Direction 1:
Answer these questions from the Flamingo fishing report:
(a) What was the weight of the tripletail Joe caught on fly?
(b) On what hooks are the Silhouette flies usually tied?
(c) When does the bait abundance begin to taper off?

Provided passage:
>>>

# Flamingo fishing report, 1 October



## lemaymiami (Feb 9, 2007)

Back out on the water this past weekend after a lot of re-fitting (new motor, and lots of extras as well) and found the usual end of September scene out of Flamingo (down in the Everglades for those of you not familiar with south Florida...). The Gulf coast of the 'glades, and back inside the rivers that drain into the 'glades are just full of bait - everywhere you go. Finger mullet, pilchards, bay anchovies and others are just thick along every shoreline - and every hungry fish is taking advantage... Just one throw of a castnet and you might have to open a panel or two just to be able to lift the net with all the bait.... it's that time of year... This will go on for the entire month of October and only begin to taper off towards the end of November when falling water temperatures will send the mature bait fish offshore a bit... 


The weather recently has been beginning to ease off of late summer's high temps and thunderstorms as well so we're finally getting a hint of the fall... On both Saturday and Sunday I had visiting angler Joe Huggard aboard and we were chasing tarpon with a fly rod - and no bait aboard... We found lots of fish - but most of the tarpon were very tough (I suspect they've been feeding all night long for days now...)... we did get a few strikes - but no hookups... Still plenty of snook, redfish, speckled trout and others any time we slacked off and used a lighter rod but the tarpon sent us home without... Joe did make one nice catch - an 8lb tripletail on fly (at over 21" it was well within the new size limits here in Florida but was carefully released - local anglers would have taken this prize table fish home.... ). Here's a pic...








Lots of these around now sliding in from offshore following the baitfish schools right at the surface, perfect for an angler with a fly rod or light spinning gear...









Here's a favorite fly I always have ready during this time of year - it's a perfect match for much of the baitfish along the coast... It's called a Silhouette - and it's one of my original patterns... We usually do them up on stout 1/0 hooks in white with fl. green thread...

We've taken just about every fish around that's actively feeding on whitebait with this fly...

The fall season is underway now and it couldn't come soon enough for me...

Be a hero... take a kid fishing.....


----------



## DBStoots (Jul 9, 2011)

Yep, that TT would have been on my table!


----------



## SomaliPirate (Feb 5, 2016)

<<<

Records
>>>

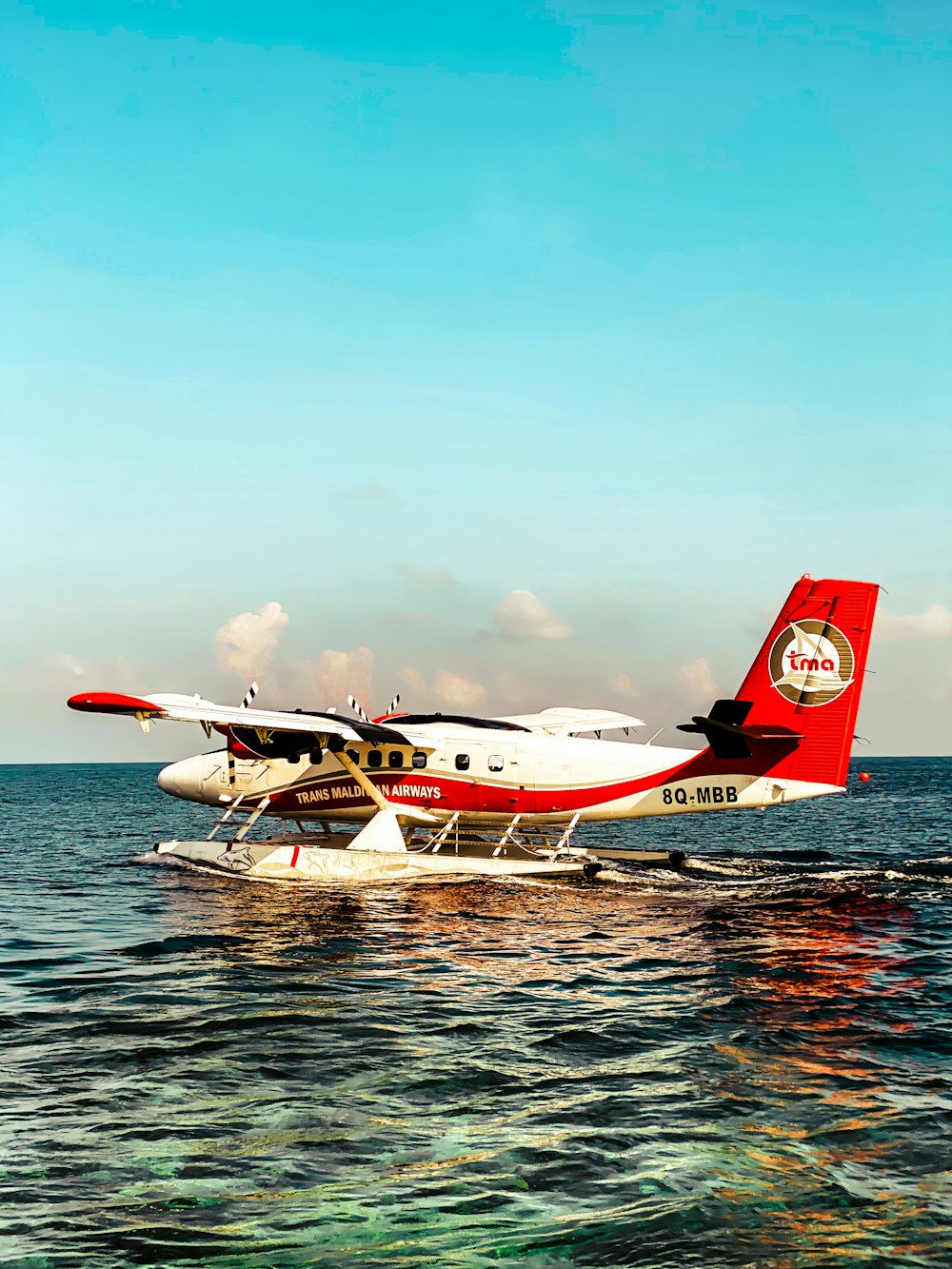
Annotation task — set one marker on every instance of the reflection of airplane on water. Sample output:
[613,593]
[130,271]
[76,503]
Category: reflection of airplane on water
[442,793]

<<<

Direction 2:
Reproduce all of the records above verbatim, omitting the pictures.

Final result 1:
(a) 8lb
(b) Stout 1/0 hooks
(c) Towards the end of November

Final result 2:
Annotation task — set one marker on every instance of the reflection of airplane on water. Sample output:
[613,593]
[130,271]
[76,503]
Category: reflection of airplane on water
[442,793]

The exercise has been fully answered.